— START Supplied material —

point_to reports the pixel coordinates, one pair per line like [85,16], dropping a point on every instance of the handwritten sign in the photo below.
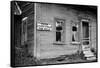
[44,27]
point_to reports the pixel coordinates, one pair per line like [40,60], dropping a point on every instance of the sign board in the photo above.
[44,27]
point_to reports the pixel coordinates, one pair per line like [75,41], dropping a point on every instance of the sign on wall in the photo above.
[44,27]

— END Supplied material —
— START Supplied material —

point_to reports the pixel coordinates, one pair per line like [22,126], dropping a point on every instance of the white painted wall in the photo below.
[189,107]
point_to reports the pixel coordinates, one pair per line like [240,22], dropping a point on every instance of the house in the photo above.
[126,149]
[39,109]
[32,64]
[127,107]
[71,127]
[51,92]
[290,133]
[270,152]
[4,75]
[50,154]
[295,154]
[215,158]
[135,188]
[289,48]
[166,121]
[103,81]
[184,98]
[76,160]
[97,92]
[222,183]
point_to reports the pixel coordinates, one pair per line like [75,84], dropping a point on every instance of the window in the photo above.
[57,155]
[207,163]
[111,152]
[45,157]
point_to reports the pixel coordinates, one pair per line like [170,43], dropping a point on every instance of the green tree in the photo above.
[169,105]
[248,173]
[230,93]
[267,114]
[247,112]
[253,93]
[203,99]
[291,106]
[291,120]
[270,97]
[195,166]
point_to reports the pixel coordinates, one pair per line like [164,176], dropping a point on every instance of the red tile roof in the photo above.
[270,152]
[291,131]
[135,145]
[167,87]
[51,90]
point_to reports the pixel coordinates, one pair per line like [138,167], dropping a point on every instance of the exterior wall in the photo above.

— END Supplied material —

→ Problem
Reproduce the listing verbatim, beginning with the line that contains "window in the photo above." and continuing through the line that contains "exterior wall in the photo above.", with both of those lines included. Copy nothing outside that range.

→ Task response
point_to reports the pixel coordinates, one pair per line like [75,84], dropping a point on every instance of the window in the photo above.
[57,155]
[207,163]
[111,152]
[45,157]
point_to reports the pixel coordinates, one pair per line like [170,43], dropping a point on every instance of the green tree in the photo above.
[169,105]
[248,173]
[230,93]
[267,114]
[247,112]
[253,93]
[203,99]
[291,106]
[291,120]
[270,97]
[195,166]
point_to reports the pixel coordinates, one pair per line like [164,176], dropping a point on every instance of the red tile roof in the photo above.
[270,152]
[291,131]
[135,145]
[167,87]
[51,90]
point_to reports the pixel coordinates, one pair per line like [138,167], dropping a point on every instance of the exterior wall in the photo above.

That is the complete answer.